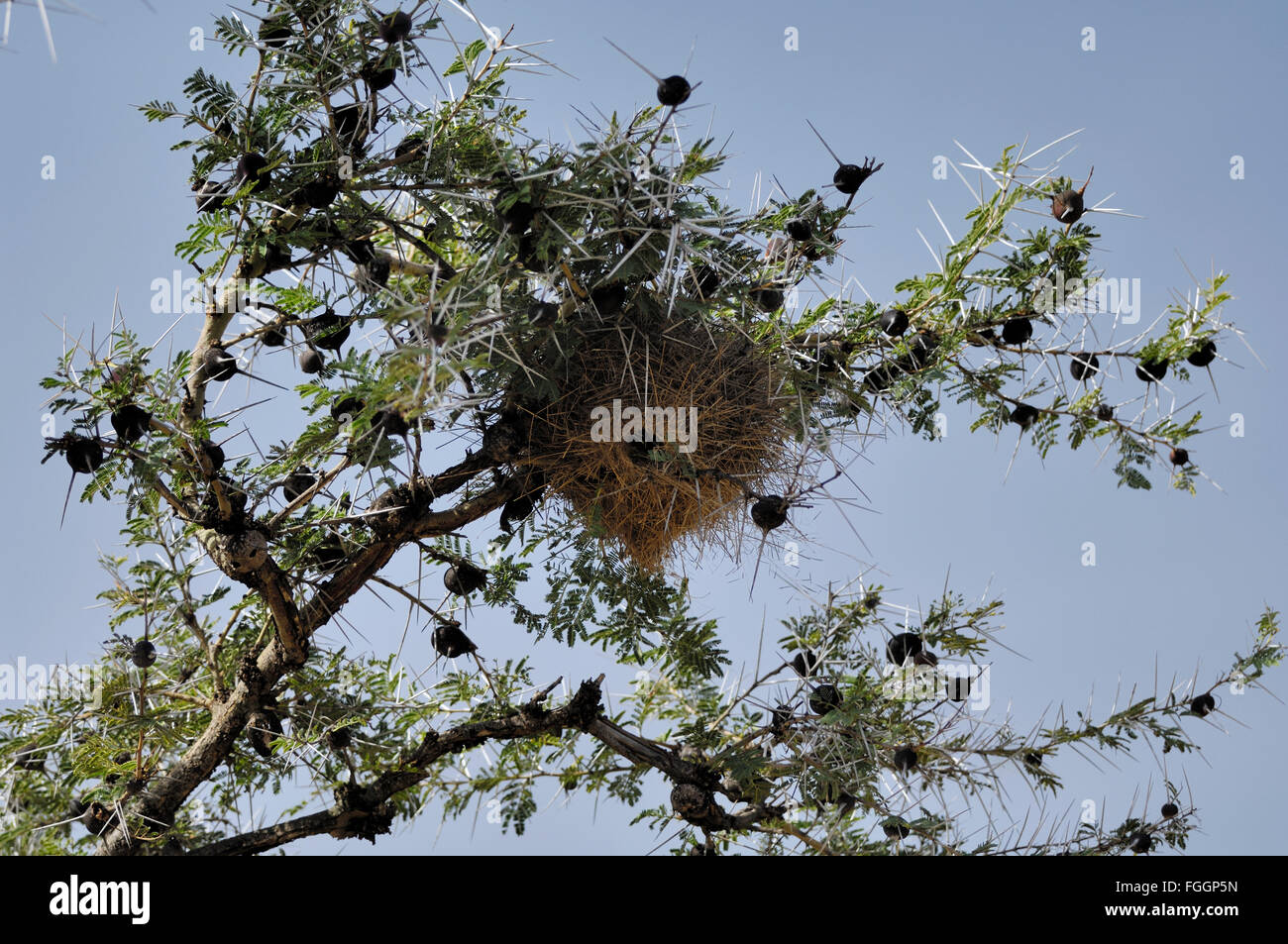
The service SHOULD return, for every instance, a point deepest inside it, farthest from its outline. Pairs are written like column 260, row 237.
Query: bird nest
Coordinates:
column 660, row 428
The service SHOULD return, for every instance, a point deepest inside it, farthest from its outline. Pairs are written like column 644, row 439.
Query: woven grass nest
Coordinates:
column 657, row 497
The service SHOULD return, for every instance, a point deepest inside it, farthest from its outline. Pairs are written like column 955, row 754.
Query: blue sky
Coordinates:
column 1171, row 93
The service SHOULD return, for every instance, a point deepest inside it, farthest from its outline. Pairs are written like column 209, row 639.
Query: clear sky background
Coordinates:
column 1171, row 93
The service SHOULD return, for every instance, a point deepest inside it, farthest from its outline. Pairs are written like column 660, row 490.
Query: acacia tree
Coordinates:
column 471, row 317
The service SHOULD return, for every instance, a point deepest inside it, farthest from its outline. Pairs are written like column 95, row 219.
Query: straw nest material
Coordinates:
column 656, row 497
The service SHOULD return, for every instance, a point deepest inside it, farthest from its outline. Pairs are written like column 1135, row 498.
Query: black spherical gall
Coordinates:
column 806, row 662
column 394, row 26
column 130, row 423
column 799, row 230
column 97, row 818
column 219, row 365
column 1083, row 365
column 143, row 653
column 387, row 423
column 769, row 511
column 518, row 509
column 1203, row 356
column 1017, row 331
column 849, row 176
column 1067, row 206
column 956, row 686
column 310, row 362
column 346, row 408
column 450, row 642
column 327, row 330
column 297, row 483
column 674, row 90
column 274, row 31
column 377, row 76
column 901, row 647
column 824, row 698
column 84, row 455
column 894, row 322
column 339, row 738
column 921, row 349
column 1151, row 371
column 253, row 167
column 1024, row 415
column 464, row 578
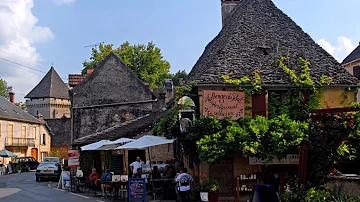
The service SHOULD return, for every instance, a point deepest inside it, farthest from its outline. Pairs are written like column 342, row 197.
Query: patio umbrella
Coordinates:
column 147, row 141
column 5, row 153
column 116, row 143
column 94, row 146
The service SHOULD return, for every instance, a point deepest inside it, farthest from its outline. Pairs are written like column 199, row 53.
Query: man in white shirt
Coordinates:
column 135, row 165
column 184, row 181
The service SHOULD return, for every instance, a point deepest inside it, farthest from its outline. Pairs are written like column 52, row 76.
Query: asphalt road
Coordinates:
column 22, row 187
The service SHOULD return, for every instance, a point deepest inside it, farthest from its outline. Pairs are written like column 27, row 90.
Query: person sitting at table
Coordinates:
column 94, row 177
column 105, row 181
column 138, row 173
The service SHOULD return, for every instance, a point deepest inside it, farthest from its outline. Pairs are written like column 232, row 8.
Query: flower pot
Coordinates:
column 204, row 196
column 213, row 197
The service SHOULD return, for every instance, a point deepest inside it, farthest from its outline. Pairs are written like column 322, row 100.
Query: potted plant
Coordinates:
column 208, row 189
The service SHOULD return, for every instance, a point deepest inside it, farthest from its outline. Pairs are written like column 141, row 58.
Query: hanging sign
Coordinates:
column 73, row 158
column 137, row 189
column 291, row 159
column 224, row 104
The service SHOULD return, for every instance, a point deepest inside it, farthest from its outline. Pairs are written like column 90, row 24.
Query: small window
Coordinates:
column 43, row 140
column 356, row 72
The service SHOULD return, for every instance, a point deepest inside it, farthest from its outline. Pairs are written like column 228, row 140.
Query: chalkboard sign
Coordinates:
column 264, row 193
column 137, row 189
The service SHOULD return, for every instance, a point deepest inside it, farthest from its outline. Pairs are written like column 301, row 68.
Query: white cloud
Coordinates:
column 18, row 34
column 339, row 51
column 63, row 1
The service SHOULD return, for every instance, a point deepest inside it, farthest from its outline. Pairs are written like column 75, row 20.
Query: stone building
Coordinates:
column 22, row 133
column 112, row 102
column 61, row 136
column 50, row 97
column 254, row 35
column 352, row 64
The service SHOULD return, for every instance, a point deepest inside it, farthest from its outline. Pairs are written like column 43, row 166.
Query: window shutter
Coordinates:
column 259, row 104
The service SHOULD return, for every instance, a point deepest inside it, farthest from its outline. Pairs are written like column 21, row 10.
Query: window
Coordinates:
column 356, row 72
column 10, row 131
column 34, row 133
column 23, row 132
column 42, row 139
column 43, row 155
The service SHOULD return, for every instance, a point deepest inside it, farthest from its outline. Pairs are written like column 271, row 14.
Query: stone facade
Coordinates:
column 227, row 7
column 50, row 108
column 112, row 94
column 26, row 139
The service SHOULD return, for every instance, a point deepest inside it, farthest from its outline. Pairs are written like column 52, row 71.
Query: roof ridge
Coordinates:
column 353, row 56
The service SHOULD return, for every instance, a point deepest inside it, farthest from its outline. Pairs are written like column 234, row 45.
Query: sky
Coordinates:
column 35, row 34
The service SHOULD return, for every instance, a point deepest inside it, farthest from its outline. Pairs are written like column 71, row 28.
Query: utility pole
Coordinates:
column 95, row 45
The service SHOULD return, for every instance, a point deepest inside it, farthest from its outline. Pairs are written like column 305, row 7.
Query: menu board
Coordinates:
column 137, row 189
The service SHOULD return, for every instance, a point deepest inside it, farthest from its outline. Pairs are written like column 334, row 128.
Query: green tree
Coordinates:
column 146, row 61
column 179, row 77
column 21, row 105
column 5, row 89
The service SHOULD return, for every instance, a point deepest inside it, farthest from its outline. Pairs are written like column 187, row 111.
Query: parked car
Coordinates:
column 48, row 170
column 26, row 163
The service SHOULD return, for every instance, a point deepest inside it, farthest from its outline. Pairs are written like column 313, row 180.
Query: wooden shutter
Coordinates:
column 259, row 104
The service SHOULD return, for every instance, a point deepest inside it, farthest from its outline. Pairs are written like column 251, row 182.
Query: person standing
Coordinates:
column 94, row 177
column 136, row 165
column 183, row 186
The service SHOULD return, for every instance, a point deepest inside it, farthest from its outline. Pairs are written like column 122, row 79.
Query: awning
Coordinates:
column 146, row 141
column 94, row 146
column 111, row 145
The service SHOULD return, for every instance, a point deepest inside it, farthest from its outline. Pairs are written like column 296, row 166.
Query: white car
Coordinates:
column 48, row 170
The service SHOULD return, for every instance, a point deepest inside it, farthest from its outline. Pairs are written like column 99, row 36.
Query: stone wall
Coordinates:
column 88, row 121
column 62, row 150
column 111, row 82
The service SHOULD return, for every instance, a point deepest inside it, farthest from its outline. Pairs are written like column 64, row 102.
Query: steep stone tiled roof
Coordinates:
column 51, row 86
column 75, row 79
column 353, row 56
column 253, row 38
column 125, row 129
column 10, row 111
column 61, row 129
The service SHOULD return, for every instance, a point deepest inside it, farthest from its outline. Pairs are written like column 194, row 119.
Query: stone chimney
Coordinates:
column 160, row 94
column 89, row 71
column 12, row 97
column 227, row 7
column 40, row 117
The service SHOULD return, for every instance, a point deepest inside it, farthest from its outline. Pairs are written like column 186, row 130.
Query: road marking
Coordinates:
column 79, row 195
column 58, row 189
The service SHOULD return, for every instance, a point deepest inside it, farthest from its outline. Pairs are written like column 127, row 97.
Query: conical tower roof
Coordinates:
column 51, row 86
column 253, row 38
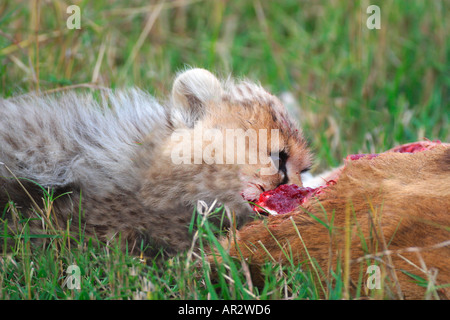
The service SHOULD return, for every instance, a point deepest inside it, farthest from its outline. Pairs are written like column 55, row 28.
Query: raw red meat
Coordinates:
column 286, row 198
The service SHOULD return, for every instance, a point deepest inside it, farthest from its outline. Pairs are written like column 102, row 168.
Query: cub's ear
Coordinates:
column 191, row 92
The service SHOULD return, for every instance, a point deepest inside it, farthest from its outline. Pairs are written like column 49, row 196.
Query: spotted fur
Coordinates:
column 112, row 155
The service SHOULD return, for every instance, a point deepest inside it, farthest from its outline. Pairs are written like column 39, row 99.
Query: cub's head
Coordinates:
column 237, row 126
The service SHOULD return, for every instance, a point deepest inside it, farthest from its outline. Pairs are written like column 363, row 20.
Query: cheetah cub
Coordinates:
column 122, row 163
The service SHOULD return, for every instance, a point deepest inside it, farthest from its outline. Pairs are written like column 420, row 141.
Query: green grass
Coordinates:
column 359, row 90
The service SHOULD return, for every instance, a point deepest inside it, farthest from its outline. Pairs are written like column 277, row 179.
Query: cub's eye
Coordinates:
column 280, row 159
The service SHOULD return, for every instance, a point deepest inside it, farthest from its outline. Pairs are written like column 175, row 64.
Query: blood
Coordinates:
column 286, row 198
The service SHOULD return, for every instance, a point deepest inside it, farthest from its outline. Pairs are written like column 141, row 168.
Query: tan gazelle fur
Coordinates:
column 392, row 211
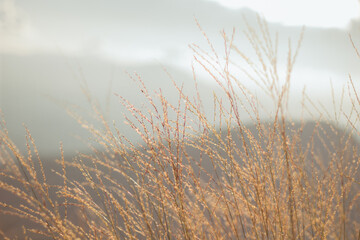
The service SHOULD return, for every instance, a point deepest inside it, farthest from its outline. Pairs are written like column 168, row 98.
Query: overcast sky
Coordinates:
column 138, row 29
column 36, row 36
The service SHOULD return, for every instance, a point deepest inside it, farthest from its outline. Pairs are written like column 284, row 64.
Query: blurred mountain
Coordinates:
column 37, row 89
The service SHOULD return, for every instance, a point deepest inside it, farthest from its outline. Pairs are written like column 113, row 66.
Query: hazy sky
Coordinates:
column 312, row 13
column 37, row 35
column 114, row 27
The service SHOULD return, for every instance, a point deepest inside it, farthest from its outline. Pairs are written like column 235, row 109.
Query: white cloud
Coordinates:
column 17, row 34
column 319, row 13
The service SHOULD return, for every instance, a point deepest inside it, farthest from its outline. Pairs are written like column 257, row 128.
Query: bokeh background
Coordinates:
column 49, row 49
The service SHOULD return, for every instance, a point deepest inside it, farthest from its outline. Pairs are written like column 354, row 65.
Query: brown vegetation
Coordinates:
column 193, row 177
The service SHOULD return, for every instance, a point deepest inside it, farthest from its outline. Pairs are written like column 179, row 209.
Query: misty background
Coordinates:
column 49, row 49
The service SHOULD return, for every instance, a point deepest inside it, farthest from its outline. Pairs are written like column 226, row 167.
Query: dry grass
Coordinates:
column 195, row 177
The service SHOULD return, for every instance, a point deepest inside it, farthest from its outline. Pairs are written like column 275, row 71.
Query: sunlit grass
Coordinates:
column 195, row 176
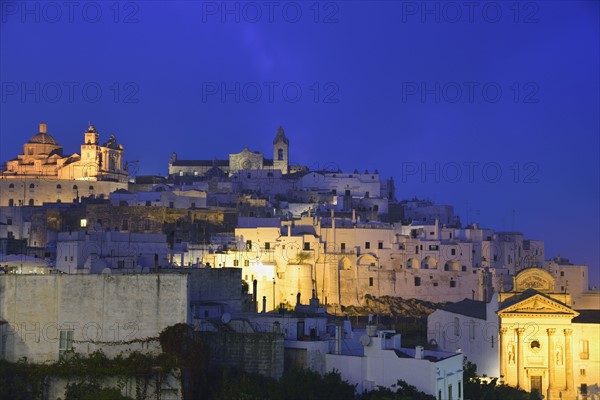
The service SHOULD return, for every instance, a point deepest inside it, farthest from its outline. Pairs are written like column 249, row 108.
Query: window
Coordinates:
column 471, row 330
column 65, row 342
column 585, row 350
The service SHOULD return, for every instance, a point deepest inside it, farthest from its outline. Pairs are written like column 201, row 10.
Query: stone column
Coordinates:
column 568, row 360
column 551, row 361
column 520, row 359
column 502, row 349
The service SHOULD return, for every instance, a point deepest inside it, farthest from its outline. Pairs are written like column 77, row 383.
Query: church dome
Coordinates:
column 43, row 137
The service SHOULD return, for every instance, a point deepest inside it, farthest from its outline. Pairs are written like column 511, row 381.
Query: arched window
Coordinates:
column 471, row 330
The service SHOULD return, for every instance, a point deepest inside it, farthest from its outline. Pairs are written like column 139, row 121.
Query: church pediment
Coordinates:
column 539, row 305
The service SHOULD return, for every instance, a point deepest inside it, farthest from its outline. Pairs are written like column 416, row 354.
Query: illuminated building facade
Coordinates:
column 546, row 345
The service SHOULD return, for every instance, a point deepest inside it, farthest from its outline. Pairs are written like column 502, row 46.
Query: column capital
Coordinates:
column 520, row 331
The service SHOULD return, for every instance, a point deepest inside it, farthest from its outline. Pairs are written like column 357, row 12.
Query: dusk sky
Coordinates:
column 493, row 107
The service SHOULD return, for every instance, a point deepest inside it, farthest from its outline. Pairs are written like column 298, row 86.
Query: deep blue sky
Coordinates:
column 373, row 67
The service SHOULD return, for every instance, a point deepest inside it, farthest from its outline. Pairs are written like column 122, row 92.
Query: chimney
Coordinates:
column 419, row 352
column 332, row 219
column 254, row 295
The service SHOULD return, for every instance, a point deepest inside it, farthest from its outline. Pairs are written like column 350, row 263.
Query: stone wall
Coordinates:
column 252, row 352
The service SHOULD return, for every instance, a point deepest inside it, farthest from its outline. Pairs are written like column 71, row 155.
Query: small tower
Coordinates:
column 90, row 136
column 281, row 146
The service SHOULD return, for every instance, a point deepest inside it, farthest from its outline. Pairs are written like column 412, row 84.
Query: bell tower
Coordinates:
column 281, row 147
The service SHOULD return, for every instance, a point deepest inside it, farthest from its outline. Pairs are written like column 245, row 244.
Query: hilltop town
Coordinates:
column 277, row 266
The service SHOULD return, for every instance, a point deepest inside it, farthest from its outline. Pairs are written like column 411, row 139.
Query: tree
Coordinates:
column 476, row 388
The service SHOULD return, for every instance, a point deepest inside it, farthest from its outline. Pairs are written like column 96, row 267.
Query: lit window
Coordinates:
column 585, row 350
column 471, row 330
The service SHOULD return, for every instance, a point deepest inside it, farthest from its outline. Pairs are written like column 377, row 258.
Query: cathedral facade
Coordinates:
column 546, row 345
column 43, row 173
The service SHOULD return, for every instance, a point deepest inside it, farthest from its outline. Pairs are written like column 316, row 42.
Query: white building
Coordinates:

* **EXERCISE OBJECTIVE**:
Please retype everything from the line containing "96, row 267." down to the last line of the data, including both of those lines, without changing anything.

* **EXERCISE RESPONSE**:
The service SHOULD return, for every instance, a point deepest inside it, farthest from its outline. Pairs are written like column 96, row 267.
Query: lit window
Coordinates:
column 585, row 350
column 471, row 330
The service SHOULD return, for every instance, a point deepest inside it, farthest from its outline. Pairs are written like column 377, row 258.
Query: cathedral facade
Coordinates:
column 546, row 345
column 43, row 173
The service SHOULD return, for every instance, a point deepest inside it, farthest from its outline. Pairs are written like column 316, row 42.
Query: white building
Coordinates:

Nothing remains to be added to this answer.